→ Data shown

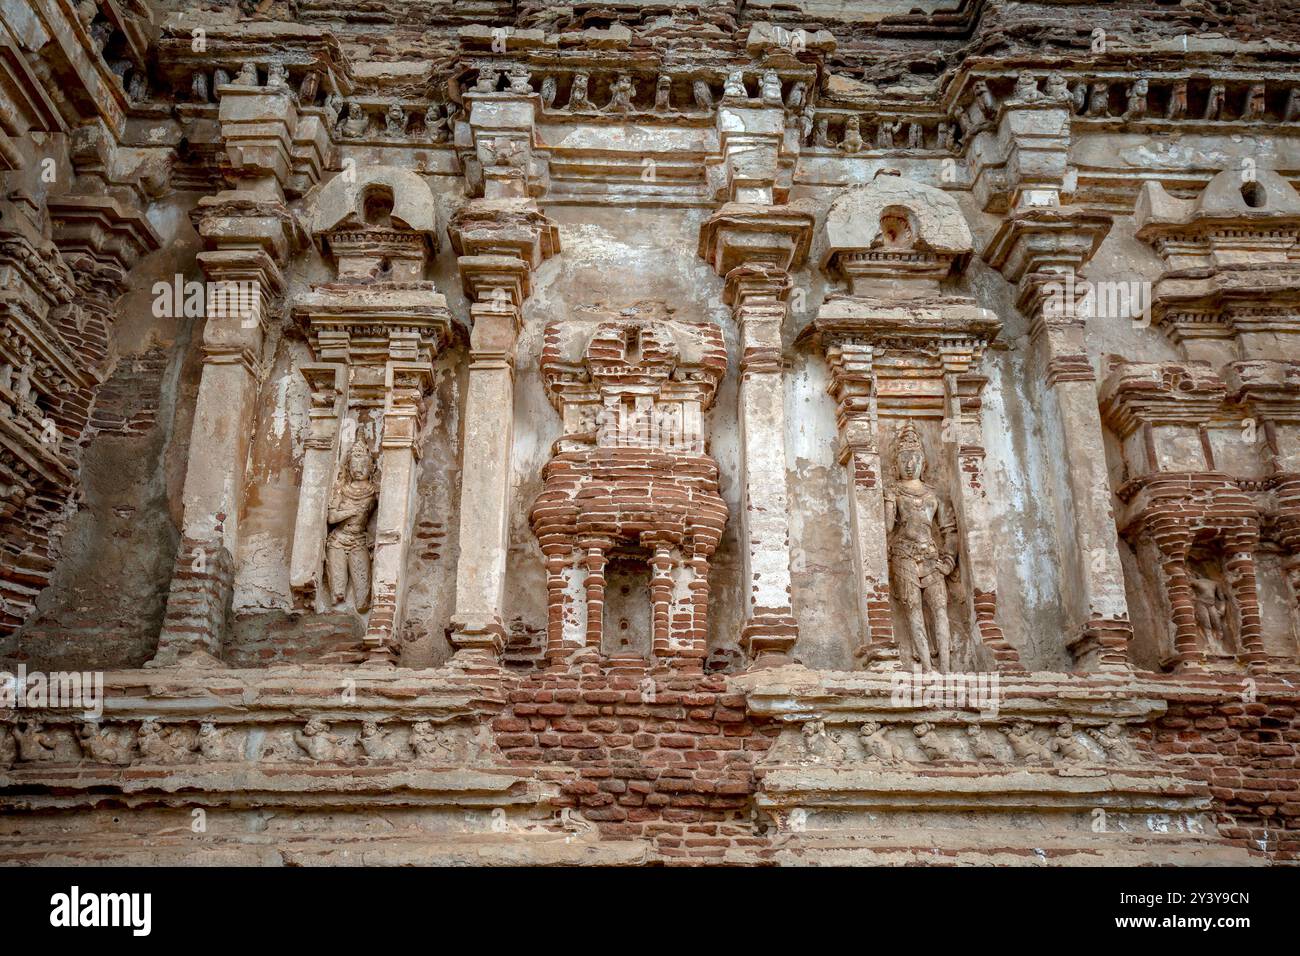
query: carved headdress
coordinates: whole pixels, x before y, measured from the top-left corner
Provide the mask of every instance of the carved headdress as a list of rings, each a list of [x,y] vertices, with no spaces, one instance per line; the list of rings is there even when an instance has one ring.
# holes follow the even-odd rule
[[[925,446],[921,442],[921,433],[917,430],[916,425],[907,422],[898,430],[898,437],[894,439],[894,465],[903,460],[904,456],[920,455],[922,470],[925,468]]]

→ About this exercise
Copy out every line above, word for word, minus images.

→ Response for this exercise
query: carved headdress
coordinates: whole pixels, x before y, measured from the top-left corner
Provide the mask of every instance of the carved headdress as a list of rings, each a list of [x,y] vertices, with no spaces, one instance per line; the list of rings is there even when an instance has one ring.
# holes follow the even-odd rule
[[[925,446],[921,442],[921,433],[917,430],[916,425],[907,422],[898,430],[898,437],[894,439],[894,465],[903,460],[904,456],[920,455],[922,470],[925,468]]]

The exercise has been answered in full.